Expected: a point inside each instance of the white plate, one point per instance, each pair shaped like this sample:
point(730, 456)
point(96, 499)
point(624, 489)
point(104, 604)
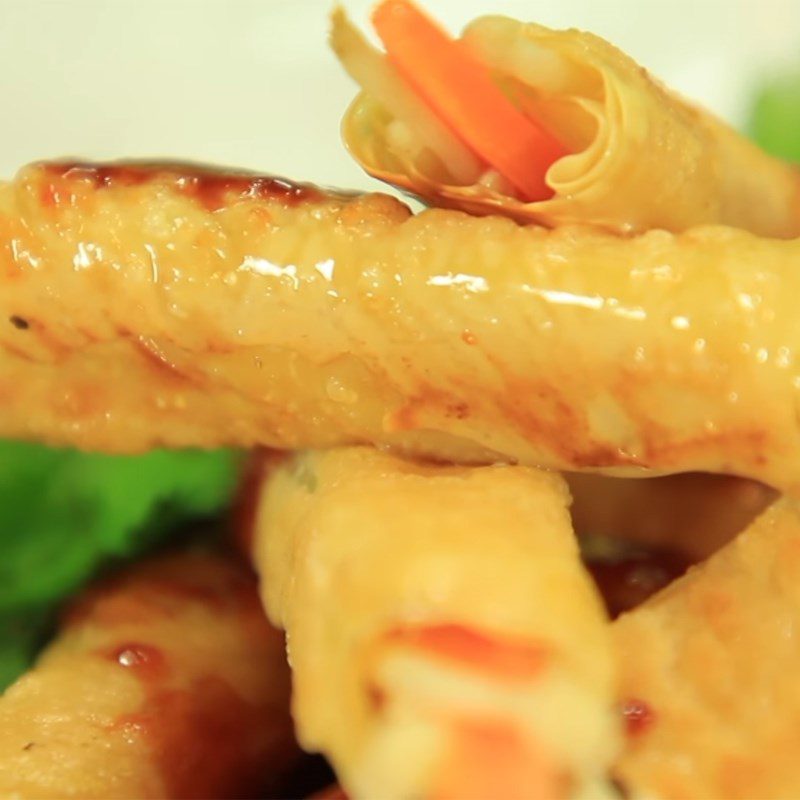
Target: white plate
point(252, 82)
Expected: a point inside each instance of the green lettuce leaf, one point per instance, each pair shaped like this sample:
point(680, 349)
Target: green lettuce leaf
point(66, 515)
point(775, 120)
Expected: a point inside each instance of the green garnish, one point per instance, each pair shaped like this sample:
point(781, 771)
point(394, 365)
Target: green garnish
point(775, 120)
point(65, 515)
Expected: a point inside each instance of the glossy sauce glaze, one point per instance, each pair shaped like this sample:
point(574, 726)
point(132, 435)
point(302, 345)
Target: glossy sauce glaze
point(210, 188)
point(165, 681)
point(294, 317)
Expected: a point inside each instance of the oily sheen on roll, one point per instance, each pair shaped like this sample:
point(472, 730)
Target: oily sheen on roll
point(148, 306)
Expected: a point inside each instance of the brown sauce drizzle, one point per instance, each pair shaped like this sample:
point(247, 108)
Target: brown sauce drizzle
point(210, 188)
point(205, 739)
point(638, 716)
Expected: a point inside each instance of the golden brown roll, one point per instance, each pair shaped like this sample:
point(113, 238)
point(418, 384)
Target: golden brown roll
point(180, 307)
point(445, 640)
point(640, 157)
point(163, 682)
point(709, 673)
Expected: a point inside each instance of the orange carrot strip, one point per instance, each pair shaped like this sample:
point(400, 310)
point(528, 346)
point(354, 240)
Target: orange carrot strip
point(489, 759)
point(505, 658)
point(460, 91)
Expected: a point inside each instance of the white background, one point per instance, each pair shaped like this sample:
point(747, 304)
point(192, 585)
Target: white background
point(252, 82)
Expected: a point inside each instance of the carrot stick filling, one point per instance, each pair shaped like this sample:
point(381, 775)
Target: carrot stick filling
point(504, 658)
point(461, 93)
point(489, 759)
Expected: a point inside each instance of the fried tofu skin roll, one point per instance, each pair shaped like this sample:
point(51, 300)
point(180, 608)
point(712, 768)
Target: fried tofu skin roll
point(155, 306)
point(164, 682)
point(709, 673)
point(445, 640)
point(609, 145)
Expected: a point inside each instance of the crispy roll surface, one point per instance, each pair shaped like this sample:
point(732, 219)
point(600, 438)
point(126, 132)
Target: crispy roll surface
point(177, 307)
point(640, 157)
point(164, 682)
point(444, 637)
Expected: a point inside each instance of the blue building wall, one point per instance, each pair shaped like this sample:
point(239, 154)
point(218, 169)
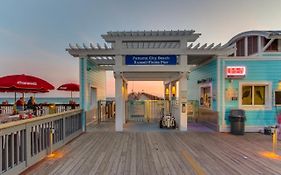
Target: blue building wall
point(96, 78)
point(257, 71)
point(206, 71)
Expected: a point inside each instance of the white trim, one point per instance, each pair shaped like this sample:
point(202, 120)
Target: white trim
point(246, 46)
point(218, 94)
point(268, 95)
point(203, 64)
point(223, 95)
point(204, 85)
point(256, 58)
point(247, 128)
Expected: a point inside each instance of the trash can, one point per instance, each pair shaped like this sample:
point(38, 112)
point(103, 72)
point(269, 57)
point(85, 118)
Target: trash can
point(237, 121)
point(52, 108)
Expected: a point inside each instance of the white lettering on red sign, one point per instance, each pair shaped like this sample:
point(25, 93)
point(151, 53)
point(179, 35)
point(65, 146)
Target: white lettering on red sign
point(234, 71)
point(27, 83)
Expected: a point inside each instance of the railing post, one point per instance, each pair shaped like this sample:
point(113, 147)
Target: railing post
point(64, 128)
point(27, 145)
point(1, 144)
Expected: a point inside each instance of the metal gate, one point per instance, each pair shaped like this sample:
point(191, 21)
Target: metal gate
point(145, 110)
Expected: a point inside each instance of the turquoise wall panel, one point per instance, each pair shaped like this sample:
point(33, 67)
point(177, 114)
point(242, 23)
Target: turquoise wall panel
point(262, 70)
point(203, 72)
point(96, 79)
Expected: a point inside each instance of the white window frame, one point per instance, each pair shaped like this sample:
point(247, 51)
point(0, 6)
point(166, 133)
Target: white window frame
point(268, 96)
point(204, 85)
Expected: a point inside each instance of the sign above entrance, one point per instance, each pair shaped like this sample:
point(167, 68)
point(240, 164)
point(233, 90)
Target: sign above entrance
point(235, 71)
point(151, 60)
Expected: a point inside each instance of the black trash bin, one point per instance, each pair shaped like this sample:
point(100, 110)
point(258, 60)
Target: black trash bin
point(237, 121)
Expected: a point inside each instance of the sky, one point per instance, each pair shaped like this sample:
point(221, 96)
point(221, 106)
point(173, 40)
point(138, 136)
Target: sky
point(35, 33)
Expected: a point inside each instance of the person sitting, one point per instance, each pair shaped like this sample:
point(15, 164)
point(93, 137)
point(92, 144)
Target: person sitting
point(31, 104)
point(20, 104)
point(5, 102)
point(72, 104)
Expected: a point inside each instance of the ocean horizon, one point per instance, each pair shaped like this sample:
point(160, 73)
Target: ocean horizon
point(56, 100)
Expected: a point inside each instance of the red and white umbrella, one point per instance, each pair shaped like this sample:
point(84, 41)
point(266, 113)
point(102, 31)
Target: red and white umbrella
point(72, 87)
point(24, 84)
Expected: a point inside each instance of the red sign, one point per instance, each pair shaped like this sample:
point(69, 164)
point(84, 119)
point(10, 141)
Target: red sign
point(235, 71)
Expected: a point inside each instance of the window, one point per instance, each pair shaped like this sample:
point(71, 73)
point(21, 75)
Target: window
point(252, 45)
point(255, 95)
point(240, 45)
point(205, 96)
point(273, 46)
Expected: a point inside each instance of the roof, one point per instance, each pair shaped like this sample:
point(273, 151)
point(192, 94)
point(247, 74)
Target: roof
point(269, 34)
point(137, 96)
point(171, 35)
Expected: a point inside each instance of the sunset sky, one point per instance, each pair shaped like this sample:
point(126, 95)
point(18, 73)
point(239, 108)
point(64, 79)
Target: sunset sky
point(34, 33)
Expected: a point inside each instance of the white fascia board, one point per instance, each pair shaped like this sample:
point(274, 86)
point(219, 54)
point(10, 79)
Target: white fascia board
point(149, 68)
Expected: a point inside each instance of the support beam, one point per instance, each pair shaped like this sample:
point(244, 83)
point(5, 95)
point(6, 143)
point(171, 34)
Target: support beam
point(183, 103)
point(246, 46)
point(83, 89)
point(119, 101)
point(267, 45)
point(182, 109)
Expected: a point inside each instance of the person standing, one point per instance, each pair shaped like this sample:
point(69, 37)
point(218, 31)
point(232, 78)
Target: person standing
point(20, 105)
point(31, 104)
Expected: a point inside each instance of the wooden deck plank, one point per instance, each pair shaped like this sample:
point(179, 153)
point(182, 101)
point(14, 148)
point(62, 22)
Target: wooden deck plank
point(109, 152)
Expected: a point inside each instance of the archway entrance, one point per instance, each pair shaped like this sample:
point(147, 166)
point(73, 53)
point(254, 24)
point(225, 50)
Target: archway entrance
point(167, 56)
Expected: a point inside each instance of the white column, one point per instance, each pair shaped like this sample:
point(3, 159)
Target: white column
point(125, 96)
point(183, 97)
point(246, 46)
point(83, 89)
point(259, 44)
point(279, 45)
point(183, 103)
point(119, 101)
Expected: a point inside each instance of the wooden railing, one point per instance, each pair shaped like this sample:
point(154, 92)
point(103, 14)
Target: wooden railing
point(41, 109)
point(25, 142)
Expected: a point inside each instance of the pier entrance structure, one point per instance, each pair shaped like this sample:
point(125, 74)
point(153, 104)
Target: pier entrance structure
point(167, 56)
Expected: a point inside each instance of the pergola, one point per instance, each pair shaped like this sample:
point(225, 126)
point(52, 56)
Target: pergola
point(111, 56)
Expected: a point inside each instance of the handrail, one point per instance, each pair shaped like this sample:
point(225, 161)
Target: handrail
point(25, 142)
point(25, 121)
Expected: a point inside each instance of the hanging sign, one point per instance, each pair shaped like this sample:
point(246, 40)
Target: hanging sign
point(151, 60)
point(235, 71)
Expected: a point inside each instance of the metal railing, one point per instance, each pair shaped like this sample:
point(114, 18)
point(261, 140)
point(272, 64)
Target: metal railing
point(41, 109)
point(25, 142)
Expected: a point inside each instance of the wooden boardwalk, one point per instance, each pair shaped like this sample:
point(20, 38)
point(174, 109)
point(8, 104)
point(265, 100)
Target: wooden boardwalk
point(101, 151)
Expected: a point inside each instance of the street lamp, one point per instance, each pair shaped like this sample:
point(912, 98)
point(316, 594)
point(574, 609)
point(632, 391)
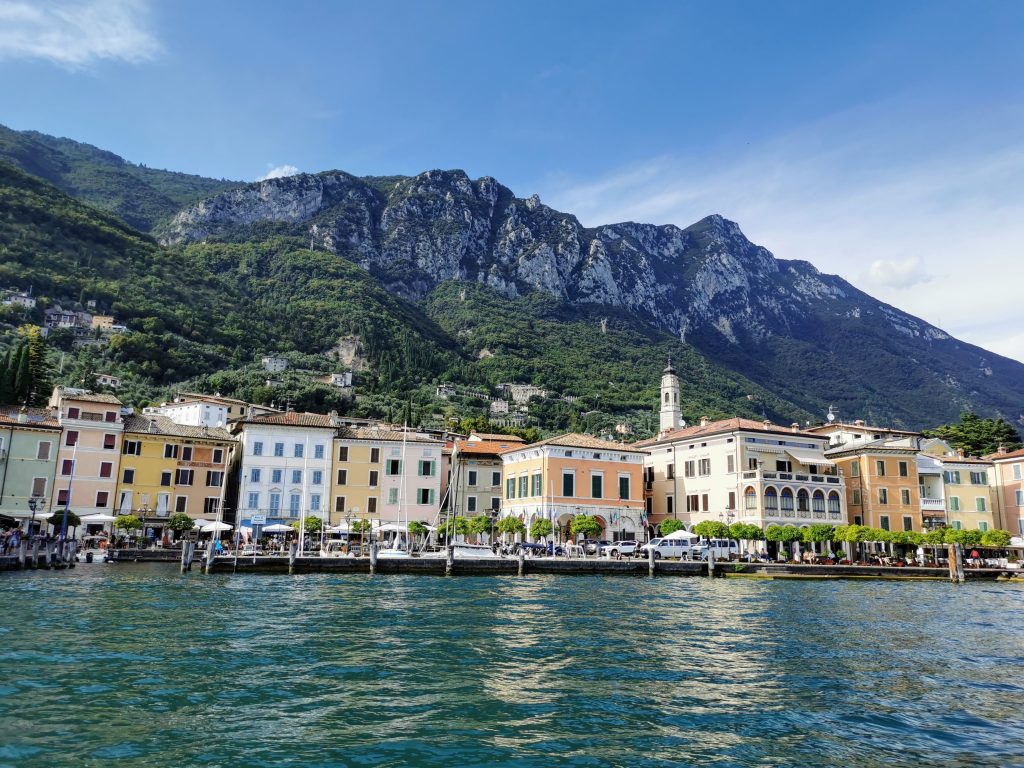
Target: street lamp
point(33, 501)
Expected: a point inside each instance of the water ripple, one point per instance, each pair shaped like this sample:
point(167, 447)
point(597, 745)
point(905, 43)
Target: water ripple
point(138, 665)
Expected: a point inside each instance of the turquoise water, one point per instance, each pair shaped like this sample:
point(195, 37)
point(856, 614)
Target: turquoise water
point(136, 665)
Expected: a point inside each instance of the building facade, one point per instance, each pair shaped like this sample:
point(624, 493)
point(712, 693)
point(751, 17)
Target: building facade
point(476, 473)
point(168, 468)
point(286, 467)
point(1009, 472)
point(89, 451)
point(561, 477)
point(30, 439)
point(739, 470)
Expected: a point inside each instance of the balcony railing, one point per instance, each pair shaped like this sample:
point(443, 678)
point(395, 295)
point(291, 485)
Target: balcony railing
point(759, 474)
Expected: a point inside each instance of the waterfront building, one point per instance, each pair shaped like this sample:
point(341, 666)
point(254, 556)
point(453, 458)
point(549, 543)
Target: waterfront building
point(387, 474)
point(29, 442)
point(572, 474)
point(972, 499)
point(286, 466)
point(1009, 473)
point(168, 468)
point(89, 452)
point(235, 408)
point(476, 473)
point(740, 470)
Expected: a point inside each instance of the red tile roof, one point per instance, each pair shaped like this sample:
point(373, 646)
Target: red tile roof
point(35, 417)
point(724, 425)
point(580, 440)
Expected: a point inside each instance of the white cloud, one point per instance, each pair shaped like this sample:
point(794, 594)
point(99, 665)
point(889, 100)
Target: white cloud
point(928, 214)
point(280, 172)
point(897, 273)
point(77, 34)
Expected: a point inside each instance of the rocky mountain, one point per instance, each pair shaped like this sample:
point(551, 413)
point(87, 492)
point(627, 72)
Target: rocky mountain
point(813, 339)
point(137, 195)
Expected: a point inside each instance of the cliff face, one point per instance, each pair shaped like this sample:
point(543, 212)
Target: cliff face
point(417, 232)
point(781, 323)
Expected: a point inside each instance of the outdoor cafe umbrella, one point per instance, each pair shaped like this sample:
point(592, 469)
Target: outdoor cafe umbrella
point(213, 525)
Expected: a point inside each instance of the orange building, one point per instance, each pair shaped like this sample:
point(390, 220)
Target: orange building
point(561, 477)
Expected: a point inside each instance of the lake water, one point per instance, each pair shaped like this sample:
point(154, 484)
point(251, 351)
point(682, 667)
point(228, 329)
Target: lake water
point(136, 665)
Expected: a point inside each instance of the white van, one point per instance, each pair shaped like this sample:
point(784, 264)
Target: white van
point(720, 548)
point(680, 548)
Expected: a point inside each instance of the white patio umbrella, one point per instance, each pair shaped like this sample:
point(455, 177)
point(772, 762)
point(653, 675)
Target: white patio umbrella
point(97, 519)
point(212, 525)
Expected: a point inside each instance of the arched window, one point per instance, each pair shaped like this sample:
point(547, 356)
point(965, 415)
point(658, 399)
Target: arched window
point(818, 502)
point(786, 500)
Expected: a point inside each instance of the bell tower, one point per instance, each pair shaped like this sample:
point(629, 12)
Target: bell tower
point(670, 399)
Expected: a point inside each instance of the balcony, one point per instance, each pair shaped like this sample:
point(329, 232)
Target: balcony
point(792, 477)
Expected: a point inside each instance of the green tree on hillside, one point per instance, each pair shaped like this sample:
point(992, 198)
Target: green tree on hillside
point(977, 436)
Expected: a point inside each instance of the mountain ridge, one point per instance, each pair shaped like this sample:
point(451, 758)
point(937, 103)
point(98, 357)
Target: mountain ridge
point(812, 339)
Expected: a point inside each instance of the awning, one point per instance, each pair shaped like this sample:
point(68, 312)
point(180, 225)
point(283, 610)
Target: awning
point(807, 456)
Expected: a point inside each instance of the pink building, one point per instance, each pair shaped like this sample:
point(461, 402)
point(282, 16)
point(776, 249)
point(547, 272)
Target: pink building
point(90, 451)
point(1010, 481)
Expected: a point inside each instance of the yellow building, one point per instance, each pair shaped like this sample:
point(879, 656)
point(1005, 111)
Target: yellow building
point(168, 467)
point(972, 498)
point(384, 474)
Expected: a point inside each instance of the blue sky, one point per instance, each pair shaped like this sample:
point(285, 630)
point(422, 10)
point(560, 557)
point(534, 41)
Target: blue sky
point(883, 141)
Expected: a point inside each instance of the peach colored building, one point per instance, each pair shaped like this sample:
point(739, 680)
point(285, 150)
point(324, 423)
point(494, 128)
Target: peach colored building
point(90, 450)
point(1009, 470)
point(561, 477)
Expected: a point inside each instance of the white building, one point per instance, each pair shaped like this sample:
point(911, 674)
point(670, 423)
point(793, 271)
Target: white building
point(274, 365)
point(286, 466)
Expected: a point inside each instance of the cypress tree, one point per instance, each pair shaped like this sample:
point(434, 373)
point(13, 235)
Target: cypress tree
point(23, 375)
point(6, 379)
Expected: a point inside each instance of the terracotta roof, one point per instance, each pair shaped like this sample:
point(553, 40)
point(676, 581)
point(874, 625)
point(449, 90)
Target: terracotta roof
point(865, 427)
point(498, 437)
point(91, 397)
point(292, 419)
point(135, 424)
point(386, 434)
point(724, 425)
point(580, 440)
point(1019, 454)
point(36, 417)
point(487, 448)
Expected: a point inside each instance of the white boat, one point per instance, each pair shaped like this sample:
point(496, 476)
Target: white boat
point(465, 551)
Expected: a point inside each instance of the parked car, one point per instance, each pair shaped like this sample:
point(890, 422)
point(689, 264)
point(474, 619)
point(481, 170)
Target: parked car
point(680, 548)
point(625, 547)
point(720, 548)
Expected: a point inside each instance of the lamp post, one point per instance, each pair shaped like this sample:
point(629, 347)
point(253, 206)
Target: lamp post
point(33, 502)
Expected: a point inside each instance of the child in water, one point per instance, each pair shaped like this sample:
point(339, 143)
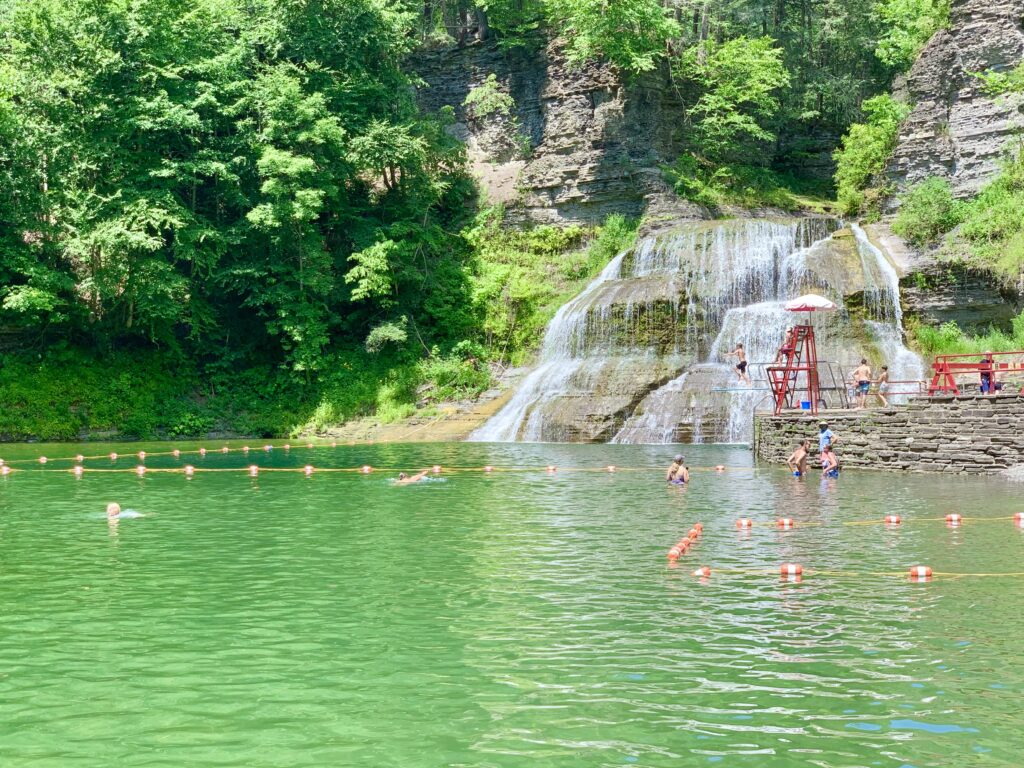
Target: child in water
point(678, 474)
☆ ☆ ☆ ☆ ☆
What is needed: Only the lines above from the one with "point(180, 608)" through the one with "point(126, 132)" should be duplicated, character for character.

Solution to this exercise:
point(180, 608)
point(712, 768)
Target: fried tofu skin roll
point(155, 306)
point(164, 682)
point(709, 673)
point(445, 640)
point(609, 145)
Expected: a point inside each instance of the crispy roll surface, one point per instance, each pair shaped like this sample:
point(732, 219)
point(600, 438)
point(126, 132)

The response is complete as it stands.